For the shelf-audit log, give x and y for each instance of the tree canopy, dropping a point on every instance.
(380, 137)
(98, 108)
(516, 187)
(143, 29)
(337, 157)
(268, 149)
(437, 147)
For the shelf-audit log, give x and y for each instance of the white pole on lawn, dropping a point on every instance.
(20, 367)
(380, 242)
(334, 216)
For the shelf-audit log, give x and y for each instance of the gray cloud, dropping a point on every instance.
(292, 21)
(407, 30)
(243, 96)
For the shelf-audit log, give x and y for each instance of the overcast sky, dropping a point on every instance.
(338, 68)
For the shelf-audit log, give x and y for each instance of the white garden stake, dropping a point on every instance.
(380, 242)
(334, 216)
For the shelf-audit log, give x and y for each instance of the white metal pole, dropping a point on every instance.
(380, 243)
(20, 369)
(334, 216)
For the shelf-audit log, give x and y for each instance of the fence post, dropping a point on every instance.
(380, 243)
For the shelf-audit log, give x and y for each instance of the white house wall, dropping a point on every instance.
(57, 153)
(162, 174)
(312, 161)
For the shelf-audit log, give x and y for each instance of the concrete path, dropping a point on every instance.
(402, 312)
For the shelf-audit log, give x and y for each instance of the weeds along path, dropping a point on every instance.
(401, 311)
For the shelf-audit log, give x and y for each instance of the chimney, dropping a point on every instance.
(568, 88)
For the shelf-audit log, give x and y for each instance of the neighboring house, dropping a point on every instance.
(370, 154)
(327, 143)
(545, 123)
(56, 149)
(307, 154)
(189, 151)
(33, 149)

+++

## [Exercise prompt]
Copy out every line of the material above, word for word and in the same order.

## [Correct result]
For the shelf-audit log, give x and y for each instance of the tree canopy, dropping a point on every instance.
(380, 137)
(98, 108)
(516, 187)
(143, 29)
(337, 157)
(268, 149)
(437, 147)
For the shelf-audit log, give x and y for each instance of the white pole on lawn, dropping a point on every instance.
(20, 367)
(380, 242)
(334, 216)
For the shelf-audit log, give x and y for each instance of the gray cloud, dropping a point on every instance.
(292, 21)
(407, 30)
(243, 96)
For the shelf-audit log, give x and y for each instance of the overcast sky, dropping a point on every instance.
(338, 68)
For the shelf-audit log, give x and y for each instance of the white garden stake, dropping a point on every instance.
(380, 242)
(334, 216)
For the shelf-audit log, give x and y for each instance of the white metal pole, dropping a point on every instance.
(380, 243)
(20, 369)
(334, 216)
For the shelf-audit log, give x and y for each instance of the fence post, dropping a point on every instance.
(380, 243)
For the shelf-audit log, give x and y for each instance of the white house wall, dropping a point on every instance.
(57, 153)
(162, 174)
(312, 161)
For the shelf-audit log, give x and y for each instance of the concrete path, dropping a point on every instance.
(402, 312)
For the shelf-audit log, give x and y for each instance of the weeds along path, dropping a point on every instance.
(401, 311)
For the shelf-audit log, give x and y for each instance of the chimney, dropping a point on every instance.
(568, 88)
For the shelf-audit log, give x and y for each instance of the neighboring house, dropping a point on every instance.
(370, 154)
(327, 143)
(545, 123)
(56, 149)
(307, 154)
(189, 151)
(33, 149)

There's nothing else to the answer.